DO THIS:
Pull out the lines starting at the one containing "job: outline the light reflection on water" and ending at the last line, and reproduce them word for word.

RECORDED DATA:

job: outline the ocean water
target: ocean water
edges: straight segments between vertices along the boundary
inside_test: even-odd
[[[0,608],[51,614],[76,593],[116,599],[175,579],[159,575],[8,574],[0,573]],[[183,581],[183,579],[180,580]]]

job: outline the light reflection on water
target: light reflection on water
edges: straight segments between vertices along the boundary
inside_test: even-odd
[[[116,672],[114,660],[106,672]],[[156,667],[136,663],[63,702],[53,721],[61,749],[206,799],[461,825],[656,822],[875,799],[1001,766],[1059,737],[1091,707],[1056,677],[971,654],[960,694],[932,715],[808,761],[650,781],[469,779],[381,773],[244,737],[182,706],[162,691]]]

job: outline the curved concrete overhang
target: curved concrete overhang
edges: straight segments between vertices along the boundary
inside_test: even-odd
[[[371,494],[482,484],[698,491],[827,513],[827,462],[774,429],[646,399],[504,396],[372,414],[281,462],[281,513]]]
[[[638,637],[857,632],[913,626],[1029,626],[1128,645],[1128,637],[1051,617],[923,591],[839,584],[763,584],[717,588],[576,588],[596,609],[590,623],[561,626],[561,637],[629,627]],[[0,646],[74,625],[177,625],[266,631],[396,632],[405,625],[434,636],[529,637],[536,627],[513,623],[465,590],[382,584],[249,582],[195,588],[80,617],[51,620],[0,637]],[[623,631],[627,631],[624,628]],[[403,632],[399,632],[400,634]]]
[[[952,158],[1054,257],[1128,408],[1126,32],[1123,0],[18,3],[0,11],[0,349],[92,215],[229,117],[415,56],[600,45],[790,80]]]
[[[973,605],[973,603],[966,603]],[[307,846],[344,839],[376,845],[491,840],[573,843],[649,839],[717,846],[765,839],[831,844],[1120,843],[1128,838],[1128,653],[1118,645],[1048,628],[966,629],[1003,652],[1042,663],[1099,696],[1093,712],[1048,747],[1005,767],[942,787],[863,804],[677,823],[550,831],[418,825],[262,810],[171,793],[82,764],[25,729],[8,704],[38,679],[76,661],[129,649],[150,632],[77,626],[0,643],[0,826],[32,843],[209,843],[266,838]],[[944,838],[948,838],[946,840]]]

TASK ANSWER:
job: outline the light reflection on water
target: light reflection on water
edges: straight segments between vertices along the boundary
inside_test: even-odd
[[[116,672],[114,660],[106,672]],[[156,667],[136,663],[63,702],[53,721],[61,749],[206,799],[461,825],[656,822],[875,799],[1001,766],[1059,737],[1091,707],[1056,677],[971,654],[960,694],[932,715],[808,761],[650,781],[469,779],[381,773],[244,737],[182,706],[162,691]]]

job: outline the curved concrete overhang
target: curved concrete overhang
edges: straight segments between vertices along the boundary
inside_test: even-odd
[[[371,494],[482,484],[698,491],[827,513],[827,462],[774,429],[646,399],[504,396],[372,414],[281,462],[281,513]]]
[[[638,637],[857,632],[913,626],[1029,626],[1128,645],[1128,637],[1051,617],[923,591],[839,584],[763,584],[717,588],[576,588],[596,609],[590,623],[561,626],[561,637],[629,627]],[[0,646],[74,625],[177,625],[266,631],[396,632],[405,625],[434,636],[529,637],[536,627],[513,623],[465,590],[382,584],[249,582],[195,588],[80,617],[51,620],[0,637]],[[623,631],[627,631],[624,628]],[[403,632],[399,632],[400,634]]]
[[[952,158],[1054,257],[1128,408],[1126,32],[1123,0],[18,3],[0,11],[0,349],[92,215],[229,117],[415,56],[600,45],[790,80]]]
[[[973,605],[973,603],[966,603]],[[307,846],[344,839],[376,845],[491,840],[573,843],[649,839],[717,846],[765,839],[831,844],[1120,843],[1128,838],[1128,653],[1118,645],[1048,628],[966,629],[1003,652],[1042,663],[1099,696],[1093,712],[1048,747],[1005,767],[942,787],[863,804],[677,823],[550,831],[418,825],[262,810],[171,793],[82,764],[25,729],[8,704],[38,679],[76,661],[129,649],[150,632],[77,626],[0,643],[0,826],[32,843],[209,843],[266,838]],[[944,838],[948,838],[946,840]]]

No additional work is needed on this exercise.